• Required work: Rewrite the material below with every occurrence of "mask" changed to "outline" and nothing else altered. Omit the pictures from your version.

• Records to use:
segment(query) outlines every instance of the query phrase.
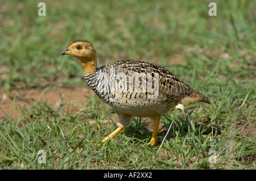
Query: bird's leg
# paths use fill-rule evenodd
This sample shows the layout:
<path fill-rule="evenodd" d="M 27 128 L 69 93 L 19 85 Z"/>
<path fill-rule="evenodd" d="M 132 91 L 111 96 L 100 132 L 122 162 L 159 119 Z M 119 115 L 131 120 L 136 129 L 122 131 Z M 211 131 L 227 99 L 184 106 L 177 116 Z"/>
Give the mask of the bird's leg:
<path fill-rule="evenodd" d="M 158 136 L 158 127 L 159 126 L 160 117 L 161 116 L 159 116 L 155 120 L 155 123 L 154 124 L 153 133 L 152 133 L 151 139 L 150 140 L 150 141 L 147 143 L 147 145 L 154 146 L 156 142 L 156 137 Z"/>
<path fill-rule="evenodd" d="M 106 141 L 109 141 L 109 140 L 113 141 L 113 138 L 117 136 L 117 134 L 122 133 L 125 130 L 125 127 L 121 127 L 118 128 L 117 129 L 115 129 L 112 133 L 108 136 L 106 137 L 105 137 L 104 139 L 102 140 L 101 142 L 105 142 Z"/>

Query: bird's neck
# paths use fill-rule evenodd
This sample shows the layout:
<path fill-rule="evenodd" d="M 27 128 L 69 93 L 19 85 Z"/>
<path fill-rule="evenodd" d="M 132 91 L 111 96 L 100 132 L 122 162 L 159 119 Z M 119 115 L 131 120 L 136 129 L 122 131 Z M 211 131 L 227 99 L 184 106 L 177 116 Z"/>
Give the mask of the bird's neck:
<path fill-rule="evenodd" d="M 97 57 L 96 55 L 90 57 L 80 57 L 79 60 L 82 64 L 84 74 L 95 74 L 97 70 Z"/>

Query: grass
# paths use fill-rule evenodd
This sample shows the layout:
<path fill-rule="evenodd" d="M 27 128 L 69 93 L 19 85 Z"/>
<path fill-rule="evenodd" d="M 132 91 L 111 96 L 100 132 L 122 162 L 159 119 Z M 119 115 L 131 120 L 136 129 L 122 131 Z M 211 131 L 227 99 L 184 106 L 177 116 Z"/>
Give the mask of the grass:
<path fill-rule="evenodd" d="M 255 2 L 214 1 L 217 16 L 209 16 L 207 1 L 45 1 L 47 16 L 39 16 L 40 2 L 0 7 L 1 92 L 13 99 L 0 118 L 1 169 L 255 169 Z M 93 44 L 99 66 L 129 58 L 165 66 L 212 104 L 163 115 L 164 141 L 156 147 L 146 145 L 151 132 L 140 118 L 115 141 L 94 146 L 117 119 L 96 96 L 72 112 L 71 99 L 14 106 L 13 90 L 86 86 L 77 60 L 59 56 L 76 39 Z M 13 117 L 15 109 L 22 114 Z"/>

• Right answer:
segment(query) outlines every instance of the query phrase.
Query: bird's leg
# paths use fill-rule evenodd
This sample shows the layout:
<path fill-rule="evenodd" d="M 27 128 L 69 93 L 19 85 Z"/>
<path fill-rule="evenodd" d="M 132 91 L 111 96 L 100 132 L 122 162 L 159 119 Z M 119 115 L 131 120 L 136 129 L 122 131 Z M 211 131 L 227 99 L 184 106 L 177 116 Z"/>
Give the outline of the bird's leg:
<path fill-rule="evenodd" d="M 158 136 L 158 127 L 159 126 L 160 117 L 161 116 L 159 116 L 155 120 L 155 123 L 154 124 L 153 133 L 152 133 L 151 139 L 150 140 L 150 141 L 147 143 L 147 145 L 154 146 L 156 142 L 156 137 Z"/>
<path fill-rule="evenodd" d="M 106 141 L 109 141 L 109 140 L 113 141 L 113 138 L 117 136 L 117 134 L 122 133 L 125 130 L 125 127 L 121 127 L 118 128 L 117 129 L 115 129 L 112 133 L 108 136 L 106 137 L 105 137 L 104 139 L 102 140 L 101 142 L 105 142 Z"/>

Query: bird's neck
# paths use fill-rule evenodd
This sample shows the layout:
<path fill-rule="evenodd" d="M 27 128 L 69 93 L 19 85 Z"/>
<path fill-rule="evenodd" d="M 132 91 L 111 96 L 100 132 L 122 162 L 159 119 Z M 119 115 L 131 120 L 136 129 L 122 131 Z M 211 131 L 227 99 L 184 106 L 177 116 Z"/>
Give the outline of the bird's neck:
<path fill-rule="evenodd" d="M 97 57 L 96 55 L 90 57 L 80 57 L 79 60 L 82 64 L 84 74 L 95 74 L 97 70 Z"/>

Query: grass
# paths use fill-rule evenodd
This sample shows the layout:
<path fill-rule="evenodd" d="M 27 128 L 69 93 L 19 85 Z"/>
<path fill-rule="evenodd" d="M 132 91 L 111 96 L 100 132 L 122 162 L 159 119 Z M 119 115 L 131 120 L 136 129 L 122 131 Z M 211 131 L 227 99 L 184 106 L 177 116 Z"/>
Give the outline of the grass:
<path fill-rule="evenodd" d="M 255 2 L 214 1 L 217 16 L 209 16 L 207 1 L 45 1 L 47 16 L 39 16 L 40 2 L 0 7 L 1 92 L 13 99 L 0 118 L 1 169 L 255 169 Z M 93 44 L 99 66 L 129 58 L 165 66 L 212 104 L 163 115 L 164 141 L 156 147 L 146 145 L 151 132 L 140 118 L 115 141 L 94 146 L 117 119 L 96 96 L 72 112 L 71 99 L 14 106 L 13 90 L 86 86 L 77 60 L 59 56 L 76 39 Z M 13 117 L 15 109 L 22 114 Z"/>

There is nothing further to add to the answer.